The functions exercised by the Viscount in Jersey are of course but a pale shadow of those described in the Ancienne Coutume. Most have devolved upon the Royal Court itself [3] . But the modern practice at a Visite Royale still evokes the past. Le Gros writes:

"Le Rouillé, dans ses annotations, dit que le Vicomte, quand il visite "les chemins afin de les réparer, prend douze hommes ou plus de la paroisse où il chemine qui vont avec lui par la paroisse et se ils trouvent faute en aucun chemin le vicomte enquiert par les hommes qui sont avec lui à qui sont les terres joignantes et prochaines du chemin en l’endroit où est la dite faute. Et par le repport ou déposition des douze hommes, dessusdits ou du greigneur nombre met en amende ceux que ils trouvent coupables, et sont contraints de faire la réparation dudit chemin. Toutefois ont les vicomtes accoutumé et aussi est de raison de faire crier premièrement avant qu’ils cheminent que chacun répare les chemins endroit soi. Et pour ce s’ils ne le font, et ils sont après trouvés coupables, ils seront mis en amende." [4]

An ordinance of 1540 enjoined the Viscount and other responsible officials to visit bridges, roads and tracks twice a year in March and in September, and "iceux faire entretenir en bonne et deuë reparation" [5]

Le Geyt, writing at the end of the seventeenth century, describes the Visite Royale in Jersey in these terms:-

"Cette Visite est une Cour ambulatoire. Le Bailly & trois Jurez pour le moins, outre les Officiers du Corps de la Justice, y vont à Cheval. Le Connestable & 12 hommes, Officiers ou autres, des plus capables de la Paroisse où l’on procede, sont à pied, & font d’abord Serment de conduire par où ils croient qu’il est le plus necessaire, & de declarer fidelement tous les empeschemens & defautes qu’ils trouveront. Le Vicomte est à leur teste, tenant debout sur le Pommeau de sa Selle son baston d’Office, dont il touche les branches d’arbres qu’il voit avancer sur les Chemins. Les Hommes nomment les proprietaires des empeschemens, & declarent hautement la Vintaine & la largeur du Chemin, & quand ils commencent & à chaque changement de Chemin ou de Vintaine." [6]

Le Geyt states that the Visite Royale took place between the Feast of St. John and harvest time and that the custom was to announce the imminence of a Visite without specifying either the day or the parish "afin que dans l’incertitude chacun fasse son devoir" [7] Each parish was then visited every three years. In the eighteenth century the practice varied and occasionally visits took place more frequently. Le Gros records visits to St. Helier in 1796, 1798 and 1800 [8] . In 1803 the Court began the practice of visiting two parishes each year and that practice continues today. The dates of the visits are fixed early each year by the Bailiff’s Secretary and the Connétables are notified. No longer does the Court strike with the random ferocity of lightning. Each parish thus receives a visit every six years, usually during the first or third week of August.

######

## What to produce
According to the passage on the Visite Royale, in what year did the Court begin visiting two parishes each year?

## Data entries

######

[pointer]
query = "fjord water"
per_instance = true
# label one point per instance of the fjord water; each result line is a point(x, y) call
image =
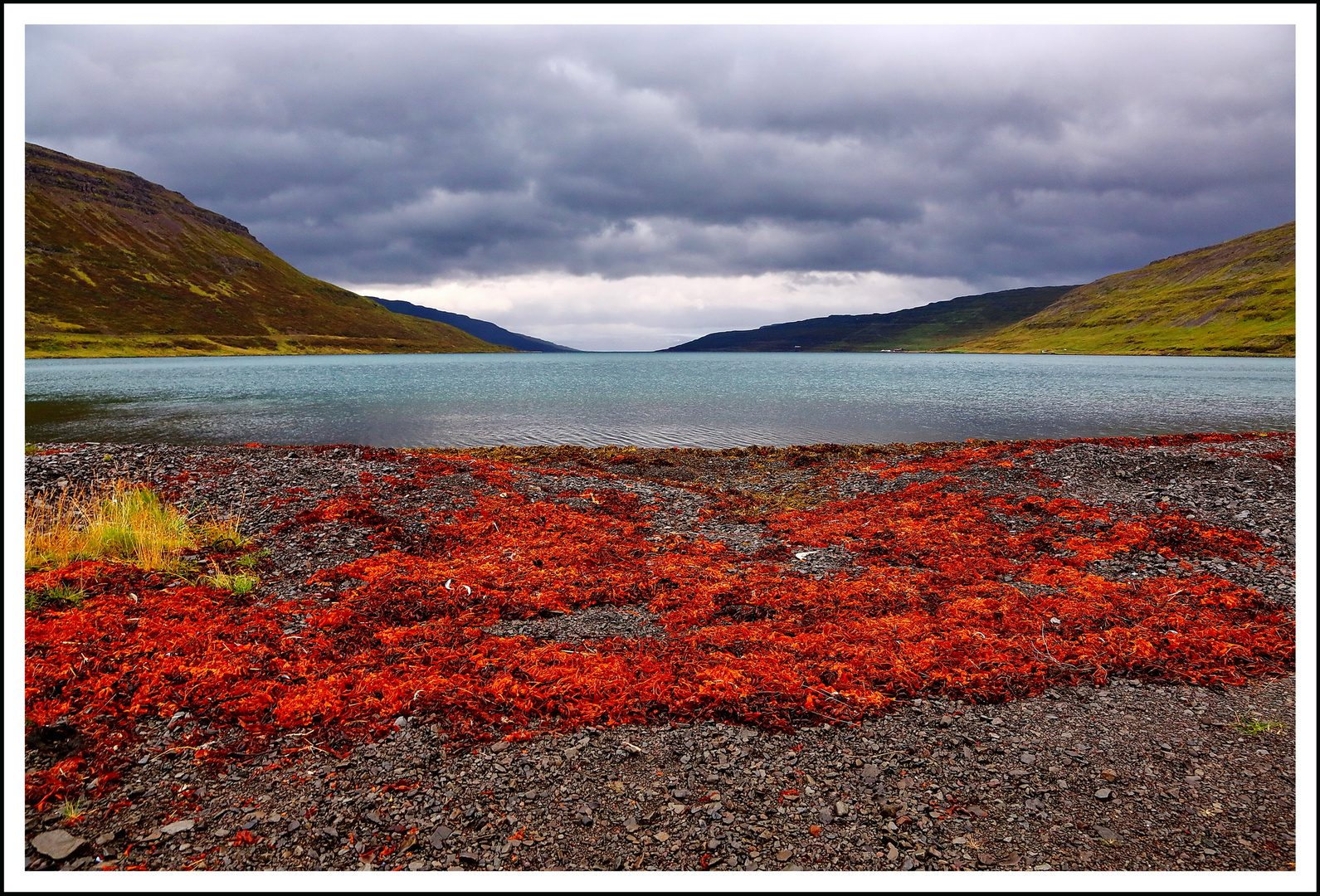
point(654, 400)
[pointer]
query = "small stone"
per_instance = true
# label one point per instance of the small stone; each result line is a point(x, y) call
point(57, 844)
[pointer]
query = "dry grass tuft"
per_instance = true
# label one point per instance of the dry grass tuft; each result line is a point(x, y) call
point(120, 522)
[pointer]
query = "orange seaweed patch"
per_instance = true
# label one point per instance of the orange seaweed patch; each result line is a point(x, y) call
point(953, 592)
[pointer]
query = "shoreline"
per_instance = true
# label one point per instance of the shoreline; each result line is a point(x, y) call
point(929, 782)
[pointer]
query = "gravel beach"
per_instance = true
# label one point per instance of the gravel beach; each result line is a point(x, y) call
point(1132, 775)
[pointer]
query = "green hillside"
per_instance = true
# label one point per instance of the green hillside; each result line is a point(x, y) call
point(1232, 299)
point(915, 329)
point(118, 265)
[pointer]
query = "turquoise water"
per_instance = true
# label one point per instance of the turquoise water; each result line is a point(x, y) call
point(659, 400)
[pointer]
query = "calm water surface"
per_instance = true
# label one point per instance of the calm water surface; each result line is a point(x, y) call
point(658, 400)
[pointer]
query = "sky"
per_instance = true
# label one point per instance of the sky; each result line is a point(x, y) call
point(629, 187)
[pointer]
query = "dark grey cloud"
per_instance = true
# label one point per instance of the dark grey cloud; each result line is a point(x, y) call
point(1007, 154)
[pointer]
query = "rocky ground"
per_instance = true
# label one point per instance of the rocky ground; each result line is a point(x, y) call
point(1130, 777)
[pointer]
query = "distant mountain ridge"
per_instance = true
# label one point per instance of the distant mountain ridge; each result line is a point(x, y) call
point(938, 325)
point(118, 265)
point(1237, 297)
point(485, 330)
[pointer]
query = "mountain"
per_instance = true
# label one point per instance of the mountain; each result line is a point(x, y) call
point(1232, 299)
point(486, 330)
point(915, 329)
point(118, 265)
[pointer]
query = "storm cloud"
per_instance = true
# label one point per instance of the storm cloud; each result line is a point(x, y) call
point(407, 158)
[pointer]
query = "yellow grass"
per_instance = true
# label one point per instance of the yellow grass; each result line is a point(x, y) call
point(120, 522)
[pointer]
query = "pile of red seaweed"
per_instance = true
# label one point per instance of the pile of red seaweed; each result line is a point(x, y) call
point(955, 592)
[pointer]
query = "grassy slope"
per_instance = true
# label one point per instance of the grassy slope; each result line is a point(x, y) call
point(915, 329)
point(119, 265)
point(1232, 299)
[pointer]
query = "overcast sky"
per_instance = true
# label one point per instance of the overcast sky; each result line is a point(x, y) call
point(630, 187)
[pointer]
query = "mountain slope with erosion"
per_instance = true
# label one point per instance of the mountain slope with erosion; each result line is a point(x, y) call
point(116, 265)
point(1232, 299)
point(491, 333)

######

## Exercise output
1803